▶ Exercise goal: Report each line below that contains the word "positive", copying the whole line.

Stored data
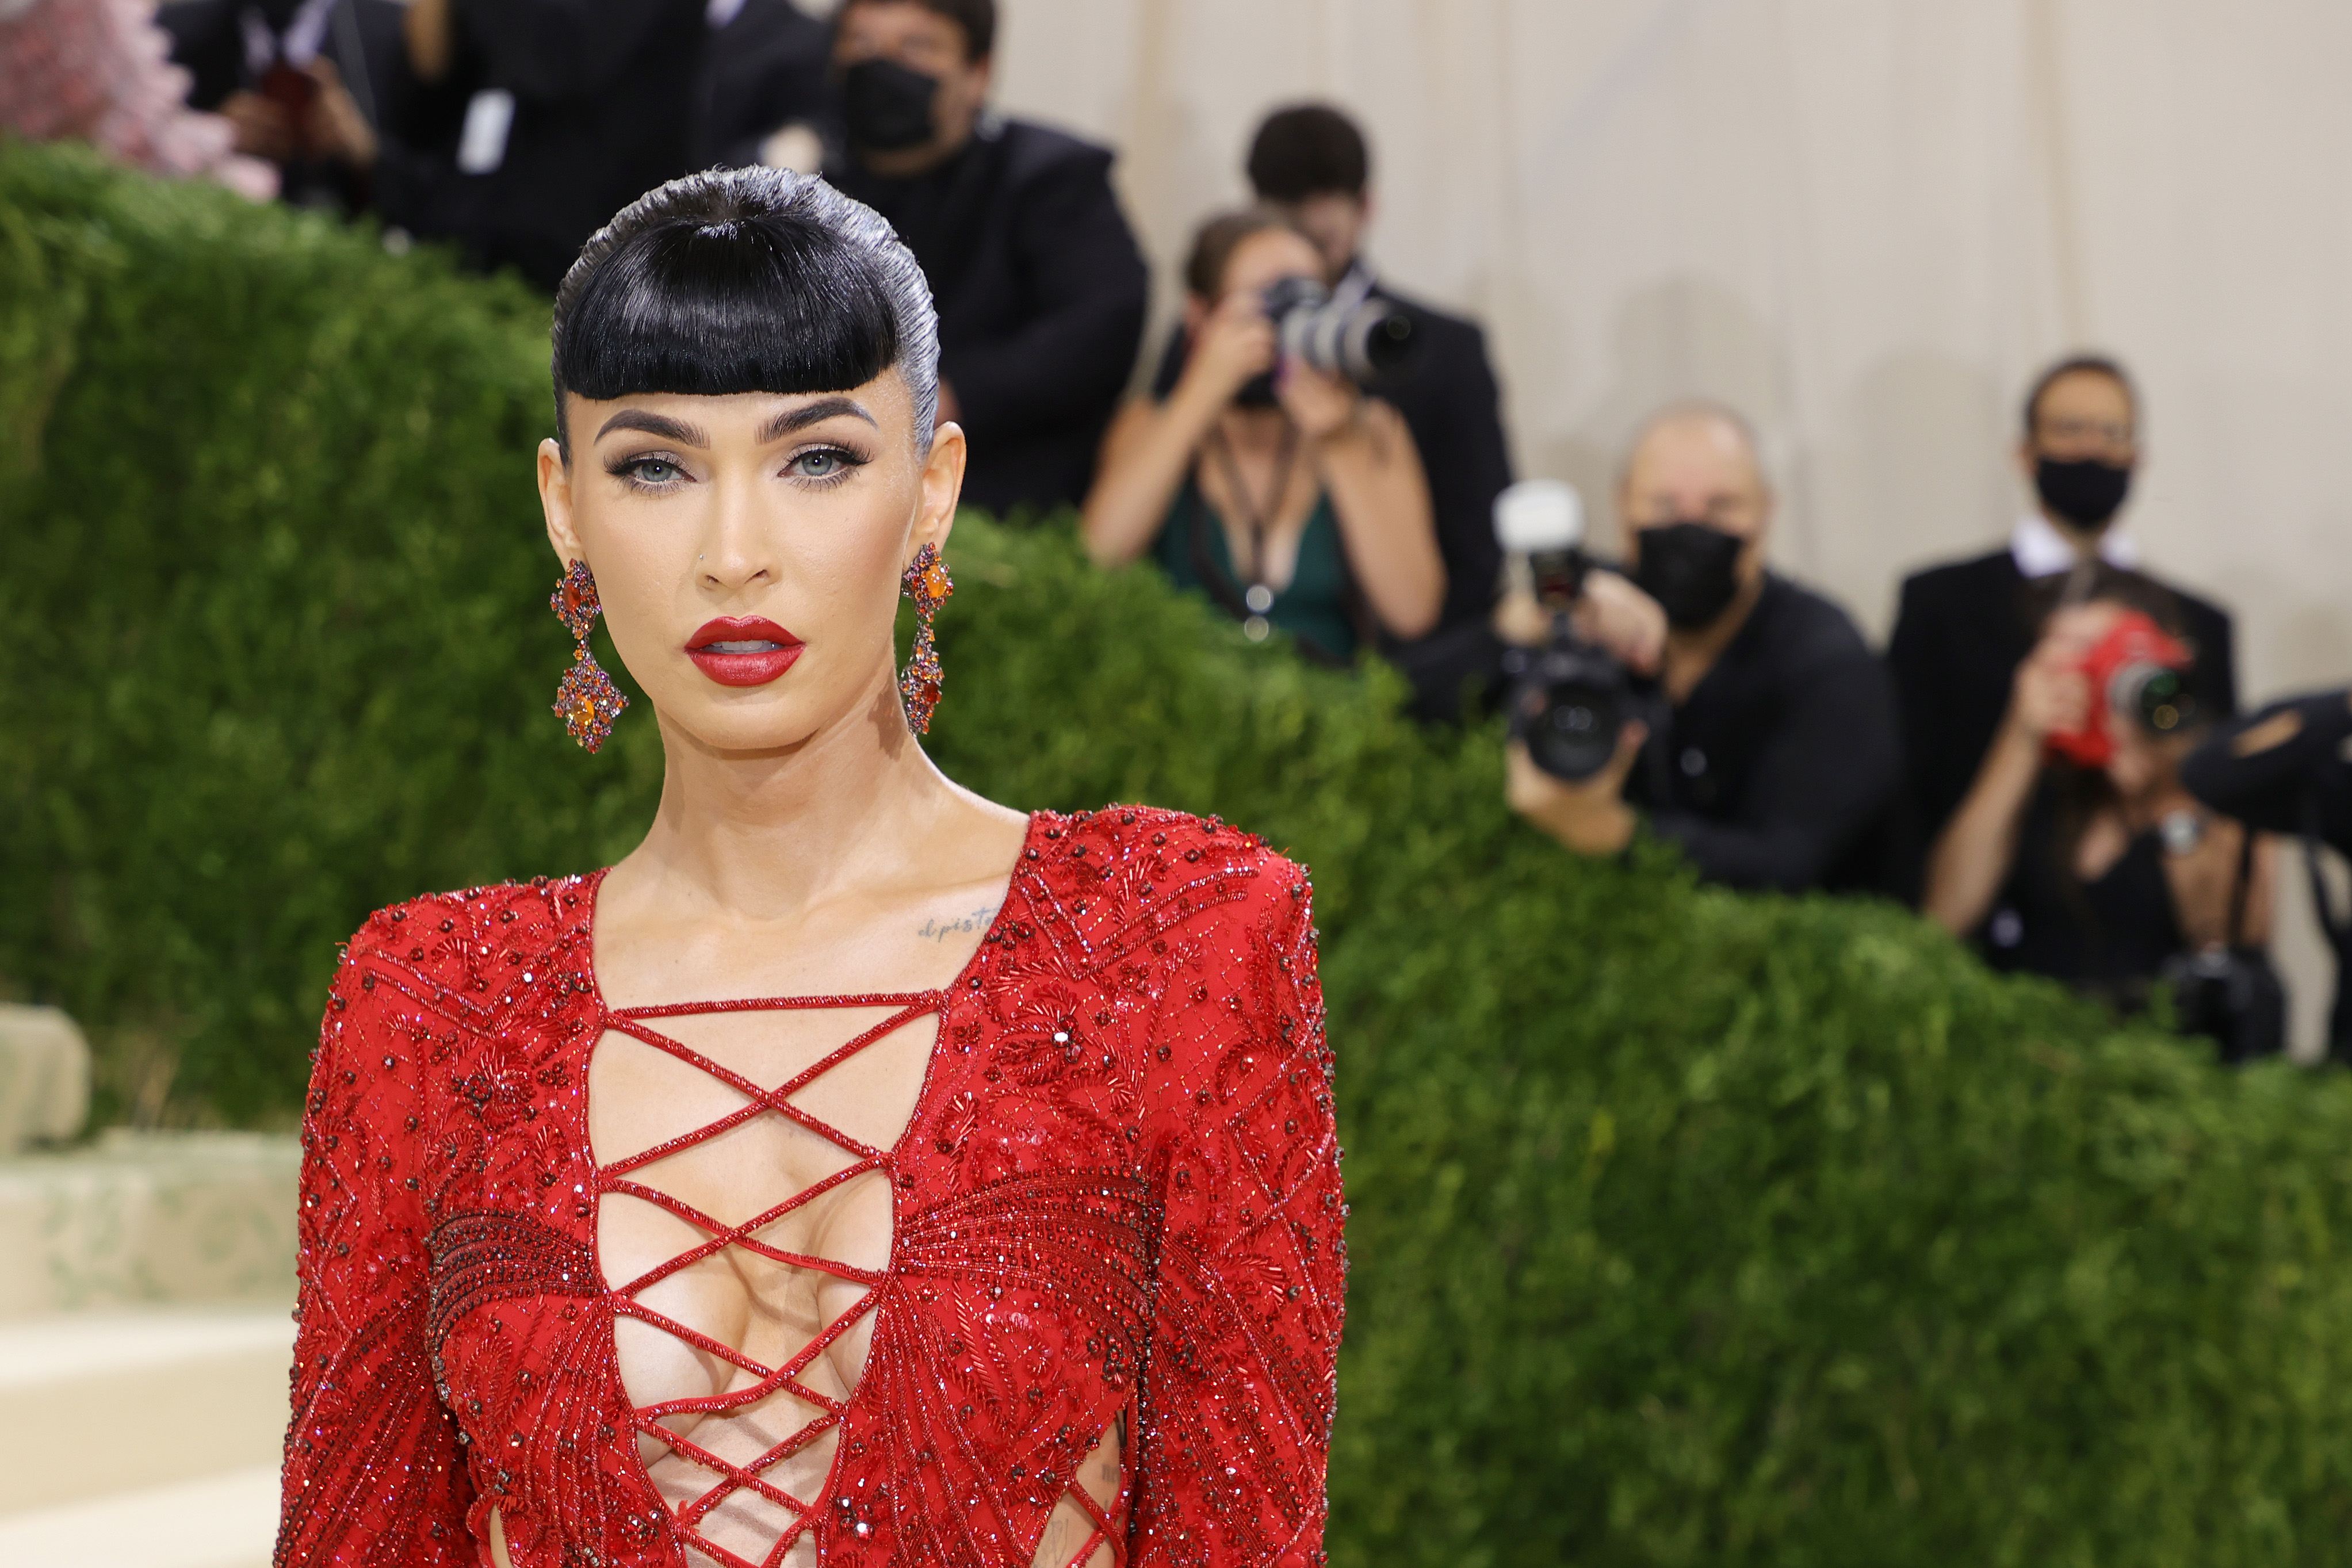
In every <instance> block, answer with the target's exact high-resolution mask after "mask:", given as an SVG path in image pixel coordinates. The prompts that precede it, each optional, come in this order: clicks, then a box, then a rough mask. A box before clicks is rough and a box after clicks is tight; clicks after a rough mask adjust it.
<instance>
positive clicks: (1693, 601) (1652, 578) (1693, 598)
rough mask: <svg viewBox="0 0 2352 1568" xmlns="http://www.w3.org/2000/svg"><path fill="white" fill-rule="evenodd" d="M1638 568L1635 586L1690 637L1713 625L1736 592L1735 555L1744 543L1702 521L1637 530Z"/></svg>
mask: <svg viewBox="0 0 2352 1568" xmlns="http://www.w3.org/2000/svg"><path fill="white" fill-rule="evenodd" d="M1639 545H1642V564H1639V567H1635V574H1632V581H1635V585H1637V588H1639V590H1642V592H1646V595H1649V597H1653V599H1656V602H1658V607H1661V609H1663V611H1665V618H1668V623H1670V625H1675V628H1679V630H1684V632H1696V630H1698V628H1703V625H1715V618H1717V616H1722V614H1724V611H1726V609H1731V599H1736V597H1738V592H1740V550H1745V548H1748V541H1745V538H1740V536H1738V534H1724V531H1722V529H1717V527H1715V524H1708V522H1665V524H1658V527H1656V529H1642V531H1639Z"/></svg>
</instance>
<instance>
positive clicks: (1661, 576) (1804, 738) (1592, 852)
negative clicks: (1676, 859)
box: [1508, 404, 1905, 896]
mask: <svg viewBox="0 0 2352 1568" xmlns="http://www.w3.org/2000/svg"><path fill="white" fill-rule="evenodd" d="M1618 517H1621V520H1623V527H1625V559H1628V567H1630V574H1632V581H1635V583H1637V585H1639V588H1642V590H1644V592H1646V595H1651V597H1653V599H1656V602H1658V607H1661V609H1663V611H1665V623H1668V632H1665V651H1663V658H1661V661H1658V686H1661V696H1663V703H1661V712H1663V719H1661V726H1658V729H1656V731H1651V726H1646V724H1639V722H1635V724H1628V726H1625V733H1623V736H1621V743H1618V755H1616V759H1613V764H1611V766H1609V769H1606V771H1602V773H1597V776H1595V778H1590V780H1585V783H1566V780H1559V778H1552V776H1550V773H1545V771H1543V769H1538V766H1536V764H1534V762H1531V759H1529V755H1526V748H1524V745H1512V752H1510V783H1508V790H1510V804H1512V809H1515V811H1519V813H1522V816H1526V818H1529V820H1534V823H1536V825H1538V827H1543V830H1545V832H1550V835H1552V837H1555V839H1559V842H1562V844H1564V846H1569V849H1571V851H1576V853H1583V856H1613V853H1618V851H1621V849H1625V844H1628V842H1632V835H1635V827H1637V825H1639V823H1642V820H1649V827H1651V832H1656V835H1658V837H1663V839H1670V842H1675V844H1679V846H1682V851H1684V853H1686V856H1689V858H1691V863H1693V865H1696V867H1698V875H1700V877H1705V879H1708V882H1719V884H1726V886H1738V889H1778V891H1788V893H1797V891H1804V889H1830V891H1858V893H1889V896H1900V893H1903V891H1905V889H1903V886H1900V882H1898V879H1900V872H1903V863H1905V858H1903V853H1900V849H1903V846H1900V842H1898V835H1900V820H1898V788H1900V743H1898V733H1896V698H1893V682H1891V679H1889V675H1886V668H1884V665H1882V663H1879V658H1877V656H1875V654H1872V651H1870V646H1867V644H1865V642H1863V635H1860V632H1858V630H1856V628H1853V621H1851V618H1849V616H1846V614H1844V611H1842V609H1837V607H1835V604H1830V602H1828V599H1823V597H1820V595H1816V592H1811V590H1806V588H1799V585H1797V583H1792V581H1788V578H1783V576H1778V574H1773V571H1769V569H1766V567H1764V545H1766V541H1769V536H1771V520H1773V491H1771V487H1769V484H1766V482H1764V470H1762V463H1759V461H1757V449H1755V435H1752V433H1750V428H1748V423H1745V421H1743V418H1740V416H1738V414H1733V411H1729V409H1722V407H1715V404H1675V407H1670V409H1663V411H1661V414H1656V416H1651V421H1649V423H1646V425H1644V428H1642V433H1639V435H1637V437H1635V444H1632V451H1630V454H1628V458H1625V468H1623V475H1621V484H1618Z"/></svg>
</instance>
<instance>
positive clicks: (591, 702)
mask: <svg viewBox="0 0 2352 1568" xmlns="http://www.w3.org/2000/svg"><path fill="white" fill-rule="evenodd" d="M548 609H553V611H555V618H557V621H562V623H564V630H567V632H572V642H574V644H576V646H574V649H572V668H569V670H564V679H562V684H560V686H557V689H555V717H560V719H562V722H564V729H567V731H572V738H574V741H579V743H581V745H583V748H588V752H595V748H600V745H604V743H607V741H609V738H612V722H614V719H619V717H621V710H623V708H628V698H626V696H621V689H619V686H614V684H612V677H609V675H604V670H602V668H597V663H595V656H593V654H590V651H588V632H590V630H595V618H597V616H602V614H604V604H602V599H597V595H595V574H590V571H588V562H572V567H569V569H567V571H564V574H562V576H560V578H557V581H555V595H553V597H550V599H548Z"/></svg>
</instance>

▶ Response:
positive clicks: (1693, 601) (1652, 578) (1693, 598)
positive clicks: (1661, 576) (1804, 738) (1592, 852)
positive clicks: (591, 702)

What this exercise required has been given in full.